Assigned task: All lines from the line containing "Note: mark the sunglasses" up to and including the last line of the entries must be written out exactly, with no others.

Available data:
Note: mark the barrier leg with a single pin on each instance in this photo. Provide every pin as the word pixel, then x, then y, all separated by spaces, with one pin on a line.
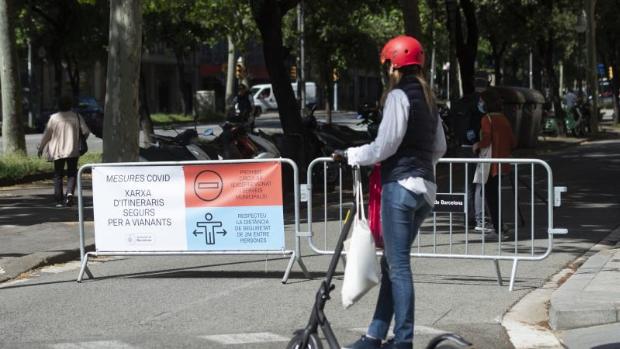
pixel 513 275
pixel 498 272
pixel 84 268
pixel 289 267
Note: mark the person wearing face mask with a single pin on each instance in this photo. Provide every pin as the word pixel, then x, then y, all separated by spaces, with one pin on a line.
pixel 495 131
pixel 409 142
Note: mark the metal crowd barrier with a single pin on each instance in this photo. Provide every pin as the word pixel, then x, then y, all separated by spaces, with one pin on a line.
pixel 295 254
pixel 448 234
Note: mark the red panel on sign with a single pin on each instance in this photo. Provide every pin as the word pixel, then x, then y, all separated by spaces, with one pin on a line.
pixel 225 185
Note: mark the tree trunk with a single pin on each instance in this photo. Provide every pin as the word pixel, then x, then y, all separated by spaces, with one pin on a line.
pixel 615 88
pixel 230 74
pixel 145 112
pixel 592 62
pixel 411 15
pixel 13 139
pixel 498 55
pixel 182 83
pixel 121 122
pixel 547 49
pixel 452 15
pixel 268 16
pixel 57 61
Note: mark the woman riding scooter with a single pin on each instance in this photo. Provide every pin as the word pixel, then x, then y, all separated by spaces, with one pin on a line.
pixel 409 142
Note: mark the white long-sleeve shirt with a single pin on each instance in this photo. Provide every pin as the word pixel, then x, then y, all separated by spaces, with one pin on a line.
pixel 389 137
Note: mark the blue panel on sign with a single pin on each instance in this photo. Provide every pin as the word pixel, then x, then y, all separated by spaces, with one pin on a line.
pixel 243 228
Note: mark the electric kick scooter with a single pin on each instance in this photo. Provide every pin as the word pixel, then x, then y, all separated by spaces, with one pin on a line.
pixel 308 337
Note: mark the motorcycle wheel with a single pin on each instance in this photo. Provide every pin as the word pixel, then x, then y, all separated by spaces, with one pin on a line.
pixel 313 341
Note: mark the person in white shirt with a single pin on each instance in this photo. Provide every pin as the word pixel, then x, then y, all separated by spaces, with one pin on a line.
pixel 409 143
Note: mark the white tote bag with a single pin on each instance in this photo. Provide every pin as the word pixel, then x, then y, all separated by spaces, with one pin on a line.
pixel 362 271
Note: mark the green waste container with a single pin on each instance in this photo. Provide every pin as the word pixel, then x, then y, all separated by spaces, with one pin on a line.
pixel 531 117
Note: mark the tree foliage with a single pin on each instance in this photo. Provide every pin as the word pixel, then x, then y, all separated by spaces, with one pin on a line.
pixel 74 34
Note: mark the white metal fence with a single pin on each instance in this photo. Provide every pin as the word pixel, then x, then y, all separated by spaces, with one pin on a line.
pixel 526 199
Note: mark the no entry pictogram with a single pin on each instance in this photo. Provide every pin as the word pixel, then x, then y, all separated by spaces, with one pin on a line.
pixel 208 185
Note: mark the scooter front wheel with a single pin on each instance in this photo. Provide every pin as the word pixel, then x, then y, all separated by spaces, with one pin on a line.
pixel 313 341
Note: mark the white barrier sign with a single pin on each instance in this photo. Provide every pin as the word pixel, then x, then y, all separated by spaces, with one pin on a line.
pixel 188 208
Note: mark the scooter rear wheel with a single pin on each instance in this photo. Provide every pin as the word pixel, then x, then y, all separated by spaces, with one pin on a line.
pixel 313 341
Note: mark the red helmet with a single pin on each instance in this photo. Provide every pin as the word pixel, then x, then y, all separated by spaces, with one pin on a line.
pixel 402 51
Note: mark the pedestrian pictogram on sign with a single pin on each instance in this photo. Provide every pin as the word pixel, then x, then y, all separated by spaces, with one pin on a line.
pixel 208 228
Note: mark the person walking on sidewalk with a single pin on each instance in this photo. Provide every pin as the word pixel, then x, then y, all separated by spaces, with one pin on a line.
pixel 495 132
pixel 409 142
pixel 60 144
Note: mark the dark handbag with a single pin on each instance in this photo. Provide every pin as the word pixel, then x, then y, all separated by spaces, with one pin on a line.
pixel 82 145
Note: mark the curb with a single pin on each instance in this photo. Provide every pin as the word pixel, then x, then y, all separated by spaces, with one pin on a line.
pixel 21 265
pixel 527 322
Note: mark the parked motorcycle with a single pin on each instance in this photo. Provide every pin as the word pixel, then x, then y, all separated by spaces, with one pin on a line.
pixel 235 142
pixel 576 121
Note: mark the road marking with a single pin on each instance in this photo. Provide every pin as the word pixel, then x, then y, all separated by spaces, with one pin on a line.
pixel 246 338
pixel 419 330
pixel 94 345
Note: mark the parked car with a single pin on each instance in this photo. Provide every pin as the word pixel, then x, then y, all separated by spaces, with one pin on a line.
pixel 90 110
pixel 264 98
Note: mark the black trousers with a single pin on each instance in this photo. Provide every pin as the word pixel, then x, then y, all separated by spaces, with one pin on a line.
pixel 59 173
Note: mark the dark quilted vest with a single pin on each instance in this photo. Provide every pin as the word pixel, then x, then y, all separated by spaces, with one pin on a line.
pixel 414 155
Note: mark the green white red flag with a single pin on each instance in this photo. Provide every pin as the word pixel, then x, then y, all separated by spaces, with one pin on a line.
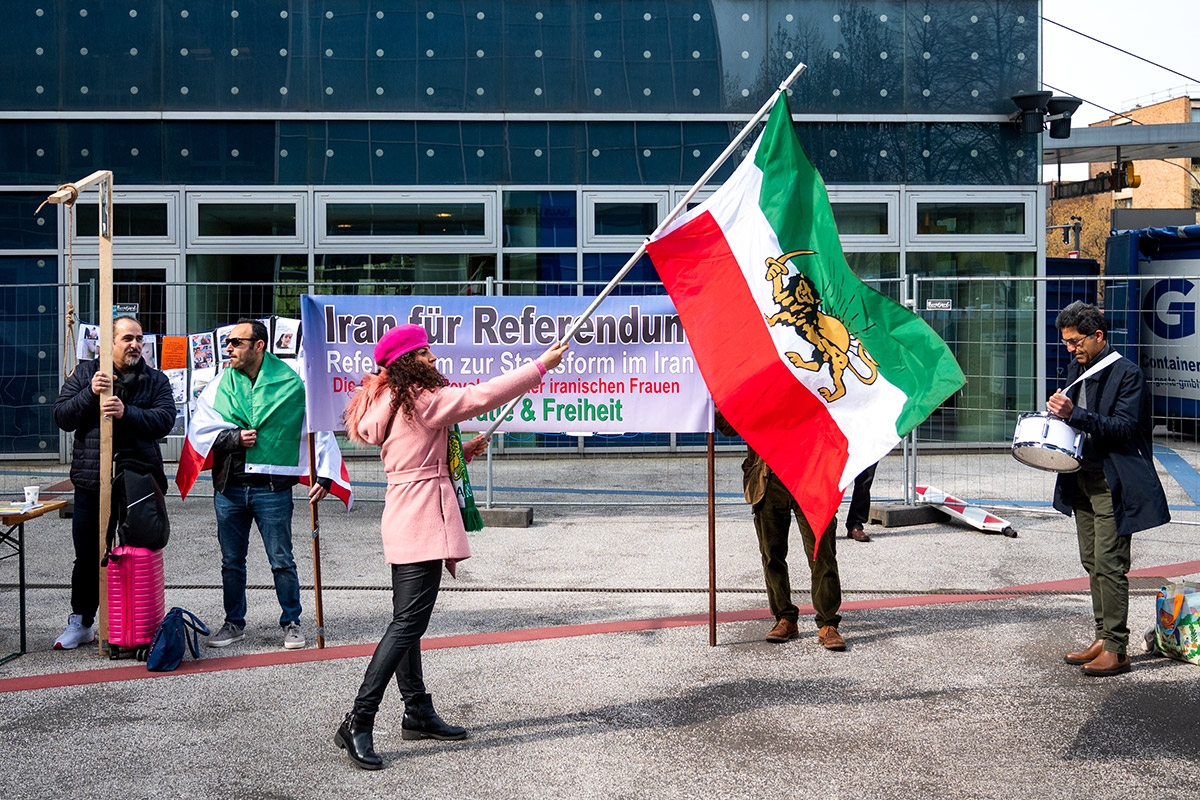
pixel 274 405
pixel 821 374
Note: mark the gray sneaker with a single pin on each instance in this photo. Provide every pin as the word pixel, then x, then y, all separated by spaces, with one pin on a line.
pixel 293 638
pixel 229 633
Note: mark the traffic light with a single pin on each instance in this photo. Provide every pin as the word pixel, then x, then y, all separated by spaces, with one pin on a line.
pixel 1126 175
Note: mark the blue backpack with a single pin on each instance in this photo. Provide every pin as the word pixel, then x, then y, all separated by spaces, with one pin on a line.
pixel 172 641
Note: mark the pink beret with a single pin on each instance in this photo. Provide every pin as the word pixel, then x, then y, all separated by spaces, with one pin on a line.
pixel 399 341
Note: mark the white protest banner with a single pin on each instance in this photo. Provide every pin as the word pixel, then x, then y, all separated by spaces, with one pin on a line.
pixel 629 368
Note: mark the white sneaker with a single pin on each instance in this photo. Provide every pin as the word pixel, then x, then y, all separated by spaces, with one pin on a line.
pixel 75 635
pixel 293 638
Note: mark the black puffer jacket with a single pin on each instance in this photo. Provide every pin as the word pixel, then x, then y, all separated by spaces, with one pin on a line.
pixel 149 416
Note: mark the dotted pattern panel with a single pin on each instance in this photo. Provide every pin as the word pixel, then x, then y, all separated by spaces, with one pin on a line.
pixel 491 55
pixel 449 152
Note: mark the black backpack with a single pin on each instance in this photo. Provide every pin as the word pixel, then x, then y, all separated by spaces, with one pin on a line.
pixel 138 515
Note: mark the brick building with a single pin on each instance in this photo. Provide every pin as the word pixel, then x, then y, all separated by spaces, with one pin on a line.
pixel 1165 182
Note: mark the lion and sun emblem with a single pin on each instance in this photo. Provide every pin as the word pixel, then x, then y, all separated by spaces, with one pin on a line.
pixel 799 306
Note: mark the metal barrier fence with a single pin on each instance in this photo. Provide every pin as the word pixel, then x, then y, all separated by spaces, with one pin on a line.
pixel 1000 328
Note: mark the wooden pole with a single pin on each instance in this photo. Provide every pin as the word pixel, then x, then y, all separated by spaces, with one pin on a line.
pixel 316 545
pixel 105 319
pixel 712 541
pixel 67 194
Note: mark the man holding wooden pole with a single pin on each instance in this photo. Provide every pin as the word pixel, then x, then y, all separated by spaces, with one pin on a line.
pixel 141 405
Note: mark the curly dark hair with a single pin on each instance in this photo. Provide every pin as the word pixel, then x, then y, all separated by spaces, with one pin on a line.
pixel 407 378
pixel 1084 318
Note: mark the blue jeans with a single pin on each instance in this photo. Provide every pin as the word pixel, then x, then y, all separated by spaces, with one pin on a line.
pixel 237 507
pixel 85 572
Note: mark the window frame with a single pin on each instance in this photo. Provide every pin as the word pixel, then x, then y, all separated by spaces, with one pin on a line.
pixel 991 196
pixel 487 198
pixel 196 242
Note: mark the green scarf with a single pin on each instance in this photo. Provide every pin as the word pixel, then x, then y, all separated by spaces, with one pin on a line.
pixel 471 517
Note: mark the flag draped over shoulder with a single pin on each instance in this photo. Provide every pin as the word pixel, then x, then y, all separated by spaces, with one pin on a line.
pixel 274 405
pixel 820 374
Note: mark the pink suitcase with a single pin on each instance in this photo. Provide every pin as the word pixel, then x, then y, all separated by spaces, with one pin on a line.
pixel 136 600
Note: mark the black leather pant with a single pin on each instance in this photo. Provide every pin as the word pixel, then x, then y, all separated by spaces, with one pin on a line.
pixel 414 589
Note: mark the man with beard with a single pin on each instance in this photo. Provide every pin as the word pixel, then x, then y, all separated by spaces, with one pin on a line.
pixel 143 410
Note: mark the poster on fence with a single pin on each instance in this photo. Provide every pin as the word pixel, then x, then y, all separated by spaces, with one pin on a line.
pixel 629 370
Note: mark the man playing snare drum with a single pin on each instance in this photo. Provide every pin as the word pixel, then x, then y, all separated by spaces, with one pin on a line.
pixel 1116 491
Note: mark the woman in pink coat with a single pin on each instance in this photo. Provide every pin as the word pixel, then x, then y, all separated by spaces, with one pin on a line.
pixel 408 410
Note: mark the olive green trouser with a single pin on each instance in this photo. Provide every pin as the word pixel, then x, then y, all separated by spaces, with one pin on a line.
pixel 1107 559
pixel 772 517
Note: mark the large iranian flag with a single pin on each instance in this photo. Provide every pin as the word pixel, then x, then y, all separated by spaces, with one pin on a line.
pixel 820 374
pixel 274 405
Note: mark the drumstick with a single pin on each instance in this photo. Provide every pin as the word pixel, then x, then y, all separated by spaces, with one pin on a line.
pixel 1103 364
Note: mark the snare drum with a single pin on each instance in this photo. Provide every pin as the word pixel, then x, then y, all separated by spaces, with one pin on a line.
pixel 1045 441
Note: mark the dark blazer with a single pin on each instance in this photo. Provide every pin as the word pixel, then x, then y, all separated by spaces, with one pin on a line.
pixel 1120 422
pixel 149 416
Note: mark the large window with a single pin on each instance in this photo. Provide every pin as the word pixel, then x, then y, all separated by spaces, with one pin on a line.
pixel 455 220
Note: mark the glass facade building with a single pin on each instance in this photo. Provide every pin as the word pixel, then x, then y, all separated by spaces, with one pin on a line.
pixel 263 149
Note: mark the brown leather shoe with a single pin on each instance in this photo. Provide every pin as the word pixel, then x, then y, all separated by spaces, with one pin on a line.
pixel 831 639
pixel 1107 663
pixel 784 631
pixel 1086 654
pixel 857 534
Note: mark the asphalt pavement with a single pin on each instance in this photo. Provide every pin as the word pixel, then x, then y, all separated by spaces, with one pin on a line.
pixel 577 654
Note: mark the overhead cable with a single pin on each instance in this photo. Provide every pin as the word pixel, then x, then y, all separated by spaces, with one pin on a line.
pixel 1189 78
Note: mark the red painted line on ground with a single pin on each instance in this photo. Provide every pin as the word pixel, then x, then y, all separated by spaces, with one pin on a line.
pixel 223 663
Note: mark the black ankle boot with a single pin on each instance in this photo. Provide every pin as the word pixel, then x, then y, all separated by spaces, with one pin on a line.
pixel 423 722
pixel 355 737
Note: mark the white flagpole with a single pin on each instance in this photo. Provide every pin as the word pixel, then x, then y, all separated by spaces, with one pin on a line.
pixel 675 212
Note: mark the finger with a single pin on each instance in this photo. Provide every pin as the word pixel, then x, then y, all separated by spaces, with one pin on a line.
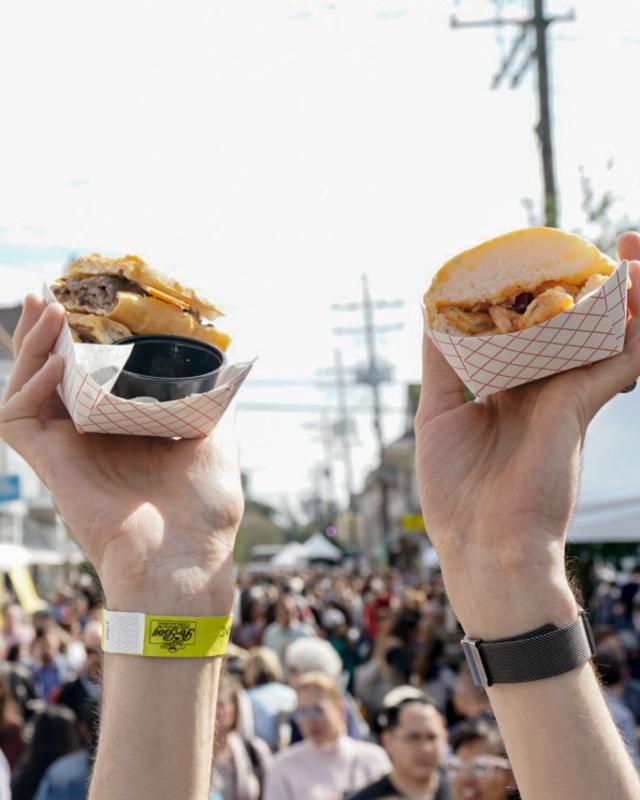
pixel 35 348
pixel 600 382
pixel 629 246
pixel 31 311
pixel 27 403
pixel 441 390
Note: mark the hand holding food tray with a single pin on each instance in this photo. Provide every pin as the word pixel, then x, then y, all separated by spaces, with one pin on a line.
pixel 525 306
pixel 140 358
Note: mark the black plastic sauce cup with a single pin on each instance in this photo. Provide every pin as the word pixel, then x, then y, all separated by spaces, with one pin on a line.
pixel 168 368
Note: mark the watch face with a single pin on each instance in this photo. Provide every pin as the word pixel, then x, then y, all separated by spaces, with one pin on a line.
pixel 536 655
pixel 476 664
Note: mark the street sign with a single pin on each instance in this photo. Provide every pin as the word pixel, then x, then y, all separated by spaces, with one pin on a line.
pixel 9 488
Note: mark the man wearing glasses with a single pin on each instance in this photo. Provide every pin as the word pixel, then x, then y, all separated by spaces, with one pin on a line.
pixel 415 737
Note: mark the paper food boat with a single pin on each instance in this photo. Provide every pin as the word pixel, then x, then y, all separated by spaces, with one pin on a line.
pixel 592 330
pixel 90 370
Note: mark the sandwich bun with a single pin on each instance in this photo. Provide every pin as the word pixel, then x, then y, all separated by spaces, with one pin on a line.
pixel 480 291
pixel 135 269
pixel 147 316
pixel 96 329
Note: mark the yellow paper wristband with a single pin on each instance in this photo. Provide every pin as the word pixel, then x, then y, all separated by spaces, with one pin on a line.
pixel 164 636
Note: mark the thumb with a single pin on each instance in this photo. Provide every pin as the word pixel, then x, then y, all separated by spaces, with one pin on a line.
pixel 442 390
pixel 603 380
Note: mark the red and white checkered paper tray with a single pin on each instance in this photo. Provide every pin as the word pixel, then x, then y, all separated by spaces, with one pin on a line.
pixel 590 331
pixel 91 370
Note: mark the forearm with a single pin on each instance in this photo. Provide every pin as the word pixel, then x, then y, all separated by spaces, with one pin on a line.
pixel 559 734
pixel 157 728
pixel 562 741
pixel 158 714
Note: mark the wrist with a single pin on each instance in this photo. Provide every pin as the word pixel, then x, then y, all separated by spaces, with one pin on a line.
pixel 179 592
pixel 509 605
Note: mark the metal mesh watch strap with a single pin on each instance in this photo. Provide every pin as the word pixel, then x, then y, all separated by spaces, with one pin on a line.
pixel 542 653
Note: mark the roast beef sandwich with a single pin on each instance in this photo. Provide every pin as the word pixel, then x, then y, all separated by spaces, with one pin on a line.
pixel 107 299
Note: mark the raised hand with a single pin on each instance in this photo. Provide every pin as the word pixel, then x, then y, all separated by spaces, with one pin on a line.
pixel 150 513
pixel 498 480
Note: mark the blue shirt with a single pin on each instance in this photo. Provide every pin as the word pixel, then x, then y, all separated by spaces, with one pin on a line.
pixel 66 779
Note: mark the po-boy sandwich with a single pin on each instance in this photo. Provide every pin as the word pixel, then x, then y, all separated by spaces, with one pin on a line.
pixel 514 282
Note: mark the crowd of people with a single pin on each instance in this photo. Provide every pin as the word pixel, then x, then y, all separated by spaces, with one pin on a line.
pixel 339 683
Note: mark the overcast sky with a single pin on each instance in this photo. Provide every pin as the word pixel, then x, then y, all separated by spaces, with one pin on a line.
pixel 269 153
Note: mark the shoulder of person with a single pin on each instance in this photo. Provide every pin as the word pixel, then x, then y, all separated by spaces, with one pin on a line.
pixel 261 749
pixel 368 751
pixel 67 768
pixel 380 790
pixel 290 754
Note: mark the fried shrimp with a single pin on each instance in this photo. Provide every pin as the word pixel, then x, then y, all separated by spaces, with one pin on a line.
pixel 544 307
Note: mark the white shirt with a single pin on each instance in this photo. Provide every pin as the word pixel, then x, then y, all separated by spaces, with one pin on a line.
pixel 314 773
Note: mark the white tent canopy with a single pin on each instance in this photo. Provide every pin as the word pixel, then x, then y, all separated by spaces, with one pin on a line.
pixel 316 548
pixel 608 508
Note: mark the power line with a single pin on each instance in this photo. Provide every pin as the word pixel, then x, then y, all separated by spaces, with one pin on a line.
pixel 374 376
pixel 539 24
pixel 302 408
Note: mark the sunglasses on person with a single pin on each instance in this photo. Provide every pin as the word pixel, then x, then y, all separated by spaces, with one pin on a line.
pixel 481 767
pixel 311 713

Expected output:
Note: mark the sunglasses on person with a single pin on each instance in this photo. Provide every pin as the word pixel, then x, then y, all separated by spaces, with one pin on a line.
pixel 481 767
pixel 311 713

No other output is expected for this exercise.